Karena itu, seminari bagi keuskupan tidak bisa diabaikan. Seminari sebagai “jantung keuskupan” seharusnya menjadi jantung bagi seorang uskup yang menyadari pentingnya reksa pastoral umat Allah dengan bantuan para imamnya. Hal tersebut juga telah disampaikan dalam Optatam Totius, Dekrit tentang Pembinaan imam bahwa “Seminari Tinggi sungguh perlu bagi pembinaan imam. Seluruh pendidikan seminaris di situ harus bertujuan supaya seturut teladan Tuhan kita Yesus Kristus, Guru, Imam dan Gembala, mereka dibina untuk menjadi Gembala jiwa-jiwa yang sejati” (OT, 4).

Harapan bagi Seminari Tinggi

            Mgr. Tri memilih motto penggembalaannya, “Diligere sicut Christus Dilexit”, Mencintai seperti Kristus telah mencintai (Yoh 15:12). Motto ini menggambarkan dia berusaha hendak mewartakan kasih Kristus kepada seluruh umat Keuskupan Surabaya. Ia ingin menegaskan selama penggembalaannya bukan kasih dirinya yang akan dicurahkan melainkan kasih yang dihayati seperti Kristus mengasihi jemaat-Nya. Kasih inilah yang diharapkannya pula dalam pengembangan pendidikan bagi para calon imam di Keuskupan Surabaya.

Tempat Tahbisan yang dia pilih di samping Seminari Tinggi Providentia Dei adalah  bentuk pesannya bahwa Uskup sangat mengasihi para imam dan umatnya. Ia punya harapan agar pendidikan para calon imam dan pendidikan Katolik menjadi cinta dan hati umat Keuskupan Surabaya. Umat Keuskupan dan para tamu diajak untuk menyadari bahwa Keuskupan sangat mencintai umat Allah  dan melalui pendidikan yang dimiliki Keuskupan diharapkan cinta Kristus semakin tersebar luar bagi umat beriman dan masyarakat.

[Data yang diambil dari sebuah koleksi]

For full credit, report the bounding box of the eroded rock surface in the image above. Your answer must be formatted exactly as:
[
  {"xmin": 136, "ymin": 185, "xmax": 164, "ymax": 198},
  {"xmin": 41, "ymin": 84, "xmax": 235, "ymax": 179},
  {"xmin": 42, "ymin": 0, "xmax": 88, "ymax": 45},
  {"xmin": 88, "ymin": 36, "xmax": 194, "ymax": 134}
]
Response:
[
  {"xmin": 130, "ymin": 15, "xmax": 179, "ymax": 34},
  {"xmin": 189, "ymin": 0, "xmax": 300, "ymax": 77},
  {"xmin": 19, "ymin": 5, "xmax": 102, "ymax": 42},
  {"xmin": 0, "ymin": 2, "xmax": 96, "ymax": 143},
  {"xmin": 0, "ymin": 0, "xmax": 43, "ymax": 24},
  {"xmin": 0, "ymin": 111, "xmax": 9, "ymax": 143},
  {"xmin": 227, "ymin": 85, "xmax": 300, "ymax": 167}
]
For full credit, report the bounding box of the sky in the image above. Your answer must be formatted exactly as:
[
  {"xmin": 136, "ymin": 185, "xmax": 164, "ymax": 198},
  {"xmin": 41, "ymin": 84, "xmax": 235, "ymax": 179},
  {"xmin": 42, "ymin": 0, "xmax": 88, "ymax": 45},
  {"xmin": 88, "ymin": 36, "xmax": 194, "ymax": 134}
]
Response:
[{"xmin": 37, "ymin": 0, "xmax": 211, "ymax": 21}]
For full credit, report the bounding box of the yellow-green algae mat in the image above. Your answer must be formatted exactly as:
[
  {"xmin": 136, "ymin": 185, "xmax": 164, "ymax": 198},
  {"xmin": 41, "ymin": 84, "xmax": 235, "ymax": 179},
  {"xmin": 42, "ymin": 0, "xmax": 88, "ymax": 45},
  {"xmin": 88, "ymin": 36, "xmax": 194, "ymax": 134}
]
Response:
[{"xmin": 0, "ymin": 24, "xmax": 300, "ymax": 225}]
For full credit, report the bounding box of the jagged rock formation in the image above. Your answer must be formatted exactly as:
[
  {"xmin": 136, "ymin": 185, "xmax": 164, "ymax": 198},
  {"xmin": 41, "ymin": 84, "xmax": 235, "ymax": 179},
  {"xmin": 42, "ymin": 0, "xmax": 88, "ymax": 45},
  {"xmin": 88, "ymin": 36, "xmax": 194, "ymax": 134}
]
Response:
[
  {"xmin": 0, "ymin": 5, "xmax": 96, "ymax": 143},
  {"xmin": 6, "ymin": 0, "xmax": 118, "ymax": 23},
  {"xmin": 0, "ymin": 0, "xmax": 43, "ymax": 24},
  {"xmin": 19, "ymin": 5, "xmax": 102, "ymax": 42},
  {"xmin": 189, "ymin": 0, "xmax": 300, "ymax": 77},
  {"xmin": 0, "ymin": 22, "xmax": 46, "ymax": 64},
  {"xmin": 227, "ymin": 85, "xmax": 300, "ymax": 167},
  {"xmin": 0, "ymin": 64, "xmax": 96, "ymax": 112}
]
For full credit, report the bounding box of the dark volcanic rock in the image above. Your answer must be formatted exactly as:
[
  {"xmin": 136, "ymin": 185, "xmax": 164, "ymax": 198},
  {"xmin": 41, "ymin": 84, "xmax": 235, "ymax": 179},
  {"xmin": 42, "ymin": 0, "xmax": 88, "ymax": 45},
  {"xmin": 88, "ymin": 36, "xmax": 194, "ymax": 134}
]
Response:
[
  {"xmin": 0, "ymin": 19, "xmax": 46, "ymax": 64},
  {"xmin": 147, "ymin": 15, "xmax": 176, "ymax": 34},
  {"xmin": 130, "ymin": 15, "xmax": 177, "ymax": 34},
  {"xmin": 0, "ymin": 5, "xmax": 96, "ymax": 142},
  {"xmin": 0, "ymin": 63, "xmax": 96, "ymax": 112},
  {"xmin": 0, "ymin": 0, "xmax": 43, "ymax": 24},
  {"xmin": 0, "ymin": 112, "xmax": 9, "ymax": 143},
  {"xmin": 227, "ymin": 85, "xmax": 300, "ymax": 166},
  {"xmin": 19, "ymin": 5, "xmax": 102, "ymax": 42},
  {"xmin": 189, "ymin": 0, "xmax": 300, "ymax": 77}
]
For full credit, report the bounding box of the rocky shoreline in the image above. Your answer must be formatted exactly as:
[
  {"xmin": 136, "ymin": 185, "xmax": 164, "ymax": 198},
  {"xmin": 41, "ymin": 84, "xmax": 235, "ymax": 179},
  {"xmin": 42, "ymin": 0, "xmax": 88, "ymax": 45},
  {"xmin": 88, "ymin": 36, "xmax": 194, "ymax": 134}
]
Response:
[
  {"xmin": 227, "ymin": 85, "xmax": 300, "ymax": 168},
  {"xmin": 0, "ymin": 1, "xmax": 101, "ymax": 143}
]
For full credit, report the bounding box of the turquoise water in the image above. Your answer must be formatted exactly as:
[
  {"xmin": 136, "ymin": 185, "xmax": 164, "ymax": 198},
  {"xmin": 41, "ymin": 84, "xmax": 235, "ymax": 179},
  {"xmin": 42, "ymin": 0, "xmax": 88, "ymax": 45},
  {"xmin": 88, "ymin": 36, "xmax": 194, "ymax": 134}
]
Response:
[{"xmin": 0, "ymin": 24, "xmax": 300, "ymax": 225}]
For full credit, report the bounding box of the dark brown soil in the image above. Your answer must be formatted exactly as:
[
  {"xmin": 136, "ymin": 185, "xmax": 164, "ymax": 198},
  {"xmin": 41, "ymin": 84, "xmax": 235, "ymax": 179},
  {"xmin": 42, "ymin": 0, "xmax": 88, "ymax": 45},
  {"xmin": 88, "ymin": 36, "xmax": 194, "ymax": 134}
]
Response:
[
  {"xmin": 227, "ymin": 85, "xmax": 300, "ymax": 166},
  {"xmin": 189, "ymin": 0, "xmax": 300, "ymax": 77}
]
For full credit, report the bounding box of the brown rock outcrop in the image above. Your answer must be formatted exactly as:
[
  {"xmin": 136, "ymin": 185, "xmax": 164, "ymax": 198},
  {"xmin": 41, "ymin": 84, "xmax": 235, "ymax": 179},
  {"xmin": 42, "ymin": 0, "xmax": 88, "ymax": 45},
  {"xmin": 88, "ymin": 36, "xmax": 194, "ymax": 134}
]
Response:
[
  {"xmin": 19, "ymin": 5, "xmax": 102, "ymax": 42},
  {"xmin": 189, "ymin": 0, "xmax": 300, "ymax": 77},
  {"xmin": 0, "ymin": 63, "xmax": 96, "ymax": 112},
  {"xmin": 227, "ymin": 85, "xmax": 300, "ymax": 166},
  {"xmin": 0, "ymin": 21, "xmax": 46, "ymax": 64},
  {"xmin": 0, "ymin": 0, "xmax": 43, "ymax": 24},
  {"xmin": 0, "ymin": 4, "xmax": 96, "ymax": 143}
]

Ketentuan Latihan:
A – Salin kembali bagian kutipan tentang Seminari Tinggi mulai dari "Tempat Tahbisan yang" sampai dengan "beriman dan masyarakat.".
B – Berdasarkan kutipan tentang Seminari Tinggi, mengapa Mgr. Tri memilih tempat tahbisan di samping Seminari Tinggi Providentia Dei? Jelaskan dalam satu sampai tiga kalimat.
C – Tolong ubah paragraf dalam kutipan tentang Seminari Tinggi yang diawali "Mgr. Tri memilih motto" menjadi daftar singkat tanpa menghilangkan fakta pokoknya.

Jawaban Tiap Tugas:
A –
Tempat Tahbisan yang dia pilih di samping Seminari Tinggi Providentia Dei adalah  bentuk pesannya bahwa Uskup sangat mengasihi para imam dan umatnya. Ia punya harapan agar pendidikan para calon imam dan pendidikan Katolik menjadi cinta dan hati umat Keuskupan Surabaya. Umat Keuskupan dan para tamu diajak untuk menyadari bahwa Keuskupan sangat mencintai umat Allah  dan melalui pendidikan yang dimiliki Keuskupan diharapkan cinta Kristus semakin tersebar luar bagi umat beriman dan masyarakat.

B – Pilihan tempat itu merupakan bentuk pesannya bahwa Uskup sangat mengasihi para imam dan umatnya. Ia berharap pendidikan para calon imam dan pendidikan Katolik menjadi cinta dan hati umat Keuskupan Surabaya.

C –
- Motto penggembalaan Mgr. Tri adalah "Diligere sicut Christus Dilexit", Mencintai seperti Kristus telah mencintai (Yoh 15:12).
- Motto ini menggambarkan usahanya mewartakan kasih Kristus kepada seluruh umat Keuskupan Surabaya.
- Selama penggembalaannya, yang dicurahkan bukan kasih dirinya, melainkan kasih seperti Kristus mengasihi jemaat-Nya.
- Kasih ini juga diharapkannya dalam pengembangan pendidikan bagi para calon imam di Keuskupan Surabaya.